(Beginning of Provided data)

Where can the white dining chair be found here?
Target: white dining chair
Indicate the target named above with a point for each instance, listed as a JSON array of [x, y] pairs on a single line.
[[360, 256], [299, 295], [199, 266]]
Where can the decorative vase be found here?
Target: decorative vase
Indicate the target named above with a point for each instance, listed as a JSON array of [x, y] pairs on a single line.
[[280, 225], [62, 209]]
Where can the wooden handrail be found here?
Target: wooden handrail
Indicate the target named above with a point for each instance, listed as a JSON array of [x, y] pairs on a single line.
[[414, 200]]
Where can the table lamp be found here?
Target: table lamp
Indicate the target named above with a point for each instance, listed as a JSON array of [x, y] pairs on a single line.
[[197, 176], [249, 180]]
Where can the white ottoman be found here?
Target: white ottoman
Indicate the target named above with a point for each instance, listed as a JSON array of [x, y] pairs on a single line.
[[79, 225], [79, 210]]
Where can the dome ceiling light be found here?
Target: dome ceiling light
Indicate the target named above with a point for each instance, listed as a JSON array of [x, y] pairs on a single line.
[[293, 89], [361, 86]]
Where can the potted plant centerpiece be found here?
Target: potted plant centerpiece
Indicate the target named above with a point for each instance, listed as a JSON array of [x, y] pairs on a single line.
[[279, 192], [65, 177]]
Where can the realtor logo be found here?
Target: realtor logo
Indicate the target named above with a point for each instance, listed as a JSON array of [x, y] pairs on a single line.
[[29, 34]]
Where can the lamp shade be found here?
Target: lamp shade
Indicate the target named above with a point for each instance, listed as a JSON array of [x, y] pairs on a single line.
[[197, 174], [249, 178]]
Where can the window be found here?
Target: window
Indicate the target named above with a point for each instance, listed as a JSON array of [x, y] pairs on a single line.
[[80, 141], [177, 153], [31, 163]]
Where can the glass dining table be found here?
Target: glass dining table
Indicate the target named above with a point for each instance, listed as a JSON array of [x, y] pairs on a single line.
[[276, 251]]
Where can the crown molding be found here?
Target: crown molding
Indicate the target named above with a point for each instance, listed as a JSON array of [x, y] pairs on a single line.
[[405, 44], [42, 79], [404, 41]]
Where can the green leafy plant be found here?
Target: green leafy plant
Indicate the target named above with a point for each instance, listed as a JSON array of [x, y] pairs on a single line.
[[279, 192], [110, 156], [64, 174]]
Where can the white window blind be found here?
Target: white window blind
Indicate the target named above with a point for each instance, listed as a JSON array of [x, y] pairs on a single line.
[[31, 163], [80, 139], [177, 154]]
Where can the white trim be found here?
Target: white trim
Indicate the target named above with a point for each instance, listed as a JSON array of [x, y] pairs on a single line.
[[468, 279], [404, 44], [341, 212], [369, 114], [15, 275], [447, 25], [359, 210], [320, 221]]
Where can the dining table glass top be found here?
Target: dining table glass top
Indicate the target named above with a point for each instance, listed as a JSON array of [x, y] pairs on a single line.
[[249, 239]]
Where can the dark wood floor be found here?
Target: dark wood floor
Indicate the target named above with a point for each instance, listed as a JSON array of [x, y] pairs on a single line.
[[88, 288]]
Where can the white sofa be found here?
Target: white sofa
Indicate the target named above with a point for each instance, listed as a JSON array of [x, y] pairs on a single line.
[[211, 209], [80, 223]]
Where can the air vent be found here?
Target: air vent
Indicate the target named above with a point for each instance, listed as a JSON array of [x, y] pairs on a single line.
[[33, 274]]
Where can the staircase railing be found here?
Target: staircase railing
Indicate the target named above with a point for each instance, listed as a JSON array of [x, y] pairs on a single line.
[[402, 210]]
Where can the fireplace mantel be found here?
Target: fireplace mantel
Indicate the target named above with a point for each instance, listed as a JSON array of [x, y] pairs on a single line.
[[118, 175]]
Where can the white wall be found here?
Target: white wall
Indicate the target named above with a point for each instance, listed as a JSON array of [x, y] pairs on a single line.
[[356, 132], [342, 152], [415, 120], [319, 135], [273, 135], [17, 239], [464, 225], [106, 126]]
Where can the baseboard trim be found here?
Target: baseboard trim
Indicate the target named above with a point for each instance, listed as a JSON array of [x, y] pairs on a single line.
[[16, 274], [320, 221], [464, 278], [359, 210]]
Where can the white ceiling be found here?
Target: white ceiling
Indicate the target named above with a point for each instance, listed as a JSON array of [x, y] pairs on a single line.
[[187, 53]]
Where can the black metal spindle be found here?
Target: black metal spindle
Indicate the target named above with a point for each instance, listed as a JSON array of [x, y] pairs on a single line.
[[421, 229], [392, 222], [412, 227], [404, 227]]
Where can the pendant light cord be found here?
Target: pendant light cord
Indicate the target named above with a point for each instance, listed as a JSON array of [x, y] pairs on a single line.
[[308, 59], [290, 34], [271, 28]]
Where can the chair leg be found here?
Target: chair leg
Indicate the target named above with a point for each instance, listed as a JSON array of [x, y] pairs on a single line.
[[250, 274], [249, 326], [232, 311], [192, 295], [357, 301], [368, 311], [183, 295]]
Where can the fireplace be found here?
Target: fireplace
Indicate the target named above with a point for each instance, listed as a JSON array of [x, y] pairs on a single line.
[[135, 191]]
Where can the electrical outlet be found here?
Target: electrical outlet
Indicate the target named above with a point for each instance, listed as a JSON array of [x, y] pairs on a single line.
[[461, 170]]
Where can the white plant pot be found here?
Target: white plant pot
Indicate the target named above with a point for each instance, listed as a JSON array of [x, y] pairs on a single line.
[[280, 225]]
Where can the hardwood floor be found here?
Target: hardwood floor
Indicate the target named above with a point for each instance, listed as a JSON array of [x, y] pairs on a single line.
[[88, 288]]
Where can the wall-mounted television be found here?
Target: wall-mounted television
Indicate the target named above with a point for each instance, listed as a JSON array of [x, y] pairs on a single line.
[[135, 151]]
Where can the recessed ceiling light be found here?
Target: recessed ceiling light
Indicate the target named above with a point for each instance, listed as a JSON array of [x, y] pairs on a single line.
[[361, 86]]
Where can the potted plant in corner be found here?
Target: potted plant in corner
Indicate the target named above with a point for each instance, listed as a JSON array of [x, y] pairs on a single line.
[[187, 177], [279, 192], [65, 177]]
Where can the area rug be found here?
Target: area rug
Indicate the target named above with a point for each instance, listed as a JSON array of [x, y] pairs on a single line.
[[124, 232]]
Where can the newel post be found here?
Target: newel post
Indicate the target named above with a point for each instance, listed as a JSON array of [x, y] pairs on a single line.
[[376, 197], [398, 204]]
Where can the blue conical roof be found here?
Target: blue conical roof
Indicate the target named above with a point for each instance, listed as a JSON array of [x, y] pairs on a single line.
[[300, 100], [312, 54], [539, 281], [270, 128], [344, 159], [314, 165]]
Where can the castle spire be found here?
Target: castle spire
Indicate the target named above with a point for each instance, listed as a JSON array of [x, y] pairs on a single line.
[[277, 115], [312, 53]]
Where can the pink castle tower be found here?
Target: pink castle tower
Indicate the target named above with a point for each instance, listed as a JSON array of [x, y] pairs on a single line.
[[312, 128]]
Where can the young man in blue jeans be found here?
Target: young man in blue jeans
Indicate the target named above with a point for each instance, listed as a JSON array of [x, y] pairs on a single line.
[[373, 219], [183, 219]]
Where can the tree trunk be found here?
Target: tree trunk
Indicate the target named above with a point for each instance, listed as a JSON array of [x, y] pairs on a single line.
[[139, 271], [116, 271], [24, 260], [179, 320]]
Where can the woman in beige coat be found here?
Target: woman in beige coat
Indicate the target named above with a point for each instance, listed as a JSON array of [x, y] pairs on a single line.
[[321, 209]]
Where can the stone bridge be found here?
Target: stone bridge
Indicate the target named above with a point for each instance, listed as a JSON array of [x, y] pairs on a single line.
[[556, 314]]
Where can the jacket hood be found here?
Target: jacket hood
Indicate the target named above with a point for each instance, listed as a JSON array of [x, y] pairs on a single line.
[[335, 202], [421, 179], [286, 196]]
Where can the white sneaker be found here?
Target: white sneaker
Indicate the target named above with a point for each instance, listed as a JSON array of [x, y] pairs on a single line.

(End of Provided data)

Task instructions
Above are the records; from them, give again exactly the lines from the one containing "Target: realtor logo" to the one containing "Target: white sofa", both lines included, and nothing more.

Problem solution
Target: realtor logo
Indicate the target named above with a point for each instance, listed as a JSON array of [x, y] pairs on a single line.
[[29, 34]]
Where can the lamp shade be found here?
Target: lamp shade
Indicate the target named above with a point for each instance, listed as a JSON array of [x, y] pairs on a single line.
[[197, 174], [249, 178]]
Where can the window be found here?
Target: window
Indicate the target named above with a point for each instance, listed as a JSON array of [x, y] pairs on a single line.
[[80, 141], [177, 153], [31, 163]]
Where can the glass dining table be found here?
Target: glass dining table
Indicate the target named above with a point for each instance, listed as a JSON array of [x, y] pairs on a single line.
[[276, 251]]
Where can the crown molding be found here?
Target: crown molding
Indicate the target named above with a point for each instance, listed as a JSON array of [x, y] pairs on a single line.
[[405, 44], [42, 79], [404, 41]]
Where can the green leafy plant be found here?
Target: green leafy plant
Indicate the target named above with a point for each instance, listed as a JSON array of [x, y] pairs on a single line.
[[279, 192], [110, 156], [64, 174]]
Where can the white window blind be found here?
Target: white window blind
Indicate the target named above with a point for each instance, listed as a JSON array of [x, y] pairs on a single line.
[[31, 163], [80, 139], [177, 154]]
Where can the white trim be found here?
Target: white trim
Indicate the target named above with a point for each instance, listed as a JSON array of [x, y] pairs on a single line.
[[468, 279], [404, 44], [341, 212], [369, 114], [15, 275], [447, 25], [359, 210], [320, 221]]
Where can the dining table glass top be found here?
Target: dining table glass top
Indicate the target named above with a point for each instance, listed as a JSON array of [x, y] pairs on a single line.
[[249, 239]]
Where can the dark wood floor be found here?
Target: dark wood floor
Indicate the target named above with a point for each instance, listed as a JSON array of [x, y] pairs on a single line.
[[88, 288]]
Where can the white sofa be found here?
Target: white sofa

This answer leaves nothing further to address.